(Items from a dataset)
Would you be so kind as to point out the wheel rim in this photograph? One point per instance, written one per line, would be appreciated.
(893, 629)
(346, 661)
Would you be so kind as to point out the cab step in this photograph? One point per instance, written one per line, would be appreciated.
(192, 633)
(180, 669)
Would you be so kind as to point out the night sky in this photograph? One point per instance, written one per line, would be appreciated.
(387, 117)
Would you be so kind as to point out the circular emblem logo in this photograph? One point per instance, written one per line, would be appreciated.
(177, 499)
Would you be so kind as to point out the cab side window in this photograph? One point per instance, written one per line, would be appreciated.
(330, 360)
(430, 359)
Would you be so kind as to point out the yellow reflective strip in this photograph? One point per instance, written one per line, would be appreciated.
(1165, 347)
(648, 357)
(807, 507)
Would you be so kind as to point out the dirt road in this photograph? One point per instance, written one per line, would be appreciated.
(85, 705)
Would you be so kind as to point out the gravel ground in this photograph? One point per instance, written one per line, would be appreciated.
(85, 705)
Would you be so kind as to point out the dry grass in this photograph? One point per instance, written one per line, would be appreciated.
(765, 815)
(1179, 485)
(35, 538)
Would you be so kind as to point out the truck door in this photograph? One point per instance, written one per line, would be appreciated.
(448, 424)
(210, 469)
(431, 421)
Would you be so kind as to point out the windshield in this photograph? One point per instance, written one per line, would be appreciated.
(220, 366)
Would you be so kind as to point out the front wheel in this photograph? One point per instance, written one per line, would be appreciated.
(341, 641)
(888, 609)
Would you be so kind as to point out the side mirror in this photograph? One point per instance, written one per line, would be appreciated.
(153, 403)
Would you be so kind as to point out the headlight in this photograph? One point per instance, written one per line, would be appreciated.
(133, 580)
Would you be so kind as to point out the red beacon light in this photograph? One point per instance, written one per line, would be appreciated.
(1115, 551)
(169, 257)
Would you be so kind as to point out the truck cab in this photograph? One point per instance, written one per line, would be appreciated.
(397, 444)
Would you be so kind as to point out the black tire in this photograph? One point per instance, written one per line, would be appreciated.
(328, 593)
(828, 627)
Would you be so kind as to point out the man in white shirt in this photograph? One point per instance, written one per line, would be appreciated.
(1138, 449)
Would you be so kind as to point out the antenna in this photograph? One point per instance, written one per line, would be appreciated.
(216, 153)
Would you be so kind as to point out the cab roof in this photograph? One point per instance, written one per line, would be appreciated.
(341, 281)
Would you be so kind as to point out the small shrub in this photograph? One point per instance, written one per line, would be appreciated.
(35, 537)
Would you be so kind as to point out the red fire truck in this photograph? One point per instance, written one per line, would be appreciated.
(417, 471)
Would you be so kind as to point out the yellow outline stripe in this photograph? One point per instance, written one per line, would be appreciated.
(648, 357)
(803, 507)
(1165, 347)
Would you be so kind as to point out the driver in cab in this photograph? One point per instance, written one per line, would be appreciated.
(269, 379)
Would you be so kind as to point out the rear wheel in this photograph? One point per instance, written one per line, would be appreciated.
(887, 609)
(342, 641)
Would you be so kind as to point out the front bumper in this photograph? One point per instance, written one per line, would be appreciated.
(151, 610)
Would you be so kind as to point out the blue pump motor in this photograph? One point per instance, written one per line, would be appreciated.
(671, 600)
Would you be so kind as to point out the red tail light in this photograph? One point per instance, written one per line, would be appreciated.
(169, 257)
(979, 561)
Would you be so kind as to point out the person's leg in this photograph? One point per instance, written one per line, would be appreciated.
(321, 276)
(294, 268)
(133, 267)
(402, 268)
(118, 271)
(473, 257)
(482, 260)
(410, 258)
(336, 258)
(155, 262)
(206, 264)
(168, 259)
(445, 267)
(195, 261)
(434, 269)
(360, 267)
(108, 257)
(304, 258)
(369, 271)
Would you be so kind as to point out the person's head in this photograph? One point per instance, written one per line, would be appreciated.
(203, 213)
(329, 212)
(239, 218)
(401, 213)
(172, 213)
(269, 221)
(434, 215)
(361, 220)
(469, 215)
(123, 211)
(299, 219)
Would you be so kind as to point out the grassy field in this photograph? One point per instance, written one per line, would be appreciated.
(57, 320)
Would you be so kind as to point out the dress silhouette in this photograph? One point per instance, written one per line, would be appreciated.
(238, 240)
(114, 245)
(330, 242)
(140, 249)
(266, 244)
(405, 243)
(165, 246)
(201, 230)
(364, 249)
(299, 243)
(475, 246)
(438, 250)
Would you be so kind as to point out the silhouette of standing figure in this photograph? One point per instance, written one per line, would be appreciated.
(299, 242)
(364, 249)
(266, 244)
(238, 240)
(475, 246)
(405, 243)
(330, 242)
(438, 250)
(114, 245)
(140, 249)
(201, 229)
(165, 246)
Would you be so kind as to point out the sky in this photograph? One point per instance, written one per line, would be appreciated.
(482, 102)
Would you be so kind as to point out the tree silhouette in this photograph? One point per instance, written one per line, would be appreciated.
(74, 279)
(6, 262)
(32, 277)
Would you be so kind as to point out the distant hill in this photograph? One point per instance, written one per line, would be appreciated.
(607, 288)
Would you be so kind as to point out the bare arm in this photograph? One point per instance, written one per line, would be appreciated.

_WHAT YOU NEED TO DO_. Print all the entries exactly as written.

_RESULT_.
Would you be so kind as to point out the wheel rim in this photograph? One point per instance, written one per line, would be appreciated.
(893, 629)
(346, 661)
Would you be so kind as to point out the cab step in this photograph? One point per instance, written one per line, would be appreciated.
(192, 633)
(180, 669)
Would you be so kind as to point out the night sky in this photograph? One point per instance, written one per line, would be appreciated.
(387, 117)
Would you be so kind as to point out the circular emblem logo in this photograph? One point per instance, written one per line, would be appreciated.
(177, 499)
Would you be so kind as to point out the cab side window in this photograph? One point per instance, written one per line, would be appreciated.
(330, 360)
(430, 359)
Would you be so kind as to point out the yellow reflective strip in this photograph? One point per instance, written one per line, would be appreciated.
(1165, 347)
(648, 357)
(807, 507)
Would you be so kind as to point out the dirt road in this photograph? One point per instance, written one per line, would be appreciated.
(85, 705)
Would you be so kind as to point out the gravel ground in this photograph? One point per instance, written one per line, would be appreciated.
(85, 705)
Would you be so kind as to point out the dry grass in this photograph? One point per instance, written one per line, would be appreciated.
(765, 815)
(1179, 485)
(35, 538)
Would you be so kind as to point out the truck door in this photograph? One point per instance, written one per line, would be appreciated.
(448, 424)
(210, 469)
(431, 421)
Would you be so kind as to point out the windshield in this photograph? One point per instance, written one per line, would be appreciated.
(220, 366)
Would you be so kind as to point out the front wheel in this photograph? One point per instance, written one per line, would be appreciated.
(341, 641)
(888, 609)
Would you be so kind as to point out the side mirror in this photograph? One point per instance, written one per line, would be appreciated.
(153, 403)
Would you be so kind as to point out the headlight in this photograph? One point per instance, written one per line, would be appreciated.
(133, 580)
Would you be so kind as to point out the red beacon light in this photograph? One point per instance, written one per line, would be appreciated.
(1115, 551)
(169, 257)
Would you be so kind as to point out the truck cab in this photograph? One point per instance, written one per line, would be appreciated.
(397, 444)
Would you be so kind as to point out the black tire in this photograph? One point per instance, written one per line, would be appreciated.
(328, 593)
(828, 627)
Would you be so kind as to point out the man in white shirt in this photograph? One point per instance, written one per line, would be appreciated.
(1138, 449)
Would you be so kind as to point out the antenna in this photograph? One point per instance, written one per line, would be appreciated.
(216, 153)
Would you be so kind as to point out the cab roof in this photograph? One point per instance, written one per line, would be appreciated.
(341, 281)
Would you be so kind as to point out the small shrub in this photograph? One point per instance, written one per line, would be appreciated.
(35, 537)
Would you be so kind as to point out the red fire truck in this photograph? One point per instance, written one per line, would be appreciated.
(417, 471)
Would you be so kind as to point out the yellow outline stripe in this photograph? One point per instance, written one per line, would be appreciated.
(648, 357)
(803, 507)
(1165, 347)
Would you be so kind as to point out the driver in cab in this photograph? One point per instance, written one per line, would be appreciated.
(269, 379)
Would you be so kind as to point out the rear wheel in this photograph? One point per instance, written one per line, would be appreciated.
(887, 609)
(342, 641)
Would you be so kind as to point out the front bumper in this photograph? One point per instance, written one per line, would be appreciated.
(151, 610)
Would you be so kind as to point out the blue pump motor in this photograph? One point per instance, written one per line, would be appreciated.
(671, 600)
Would you be so kind as to point out the red tail light in this photograph? One point per instance, written one per line, would be appreciated.
(169, 257)
(979, 561)
Would you be so kind as to point out the person's leg in this photograph? One point per instance, written one per line, would be appreciated.
(321, 276)
(294, 268)
(133, 267)
(402, 268)
(118, 271)
(473, 257)
(482, 260)
(410, 258)
(336, 258)
(155, 262)
(206, 264)
(168, 259)
(445, 267)
(195, 261)
(434, 269)
(360, 267)
(108, 257)
(304, 258)
(369, 271)
Would you be so kind as to point out the person's head in this photograph? One point per instance, written one per line, would be appreciated.
(203, 213)
(329, 212)
(239, 218)
(401, 213)
(172, 213)
(269, 221)
(434, 215)
(361, 220)
(469, 215)
(123, 211)
(299, 219)
Would you be so kind as to point out the grassy field in this photograph? One point per instance, written one per line, would be appreciated.
(57, 320)
Would you be so kind as to point out the dress silhouette in this photograph? One point per instance, written one per line, would be appreciated.
(238, 240)
(114, 245)
(330, 242)
(140, 249)
(266, 244)
(405, 243)
(165, 246)
(201, 230)
(364, 249)
(299, 243)
(475, 246)
(438, 250)
Would you be so kind as to point out the silhouette of standing figure in this photograph? One point per instance, written one per line, would be appreciated.
(299, 242)
(364, 249)
(266, 244)
(238, 240)
(475, 246)
(405, 243)
(330, 242)
(438, 250)
(114, 245)
(140, 249)
(201, 229)
(165, 246)
Would you be so kind as to point out the sky in this photograph? One point per instance, written one per line, would be appreciated.
(482, 102)
Would you be so kind as to point out the tree silhouette in this photograph? One point per instance, written one per line, would be appreciated.
(74, 279)
(6, 262)
(32, 277)
Would you be so kind as to point out the distant hill in this photograph? One point per instance, written one per line, would be appreciated.
(607, 288)
Would you be so kind as to point out the bare arm in this photograph? One point per instance, written one per line, would be appreciated.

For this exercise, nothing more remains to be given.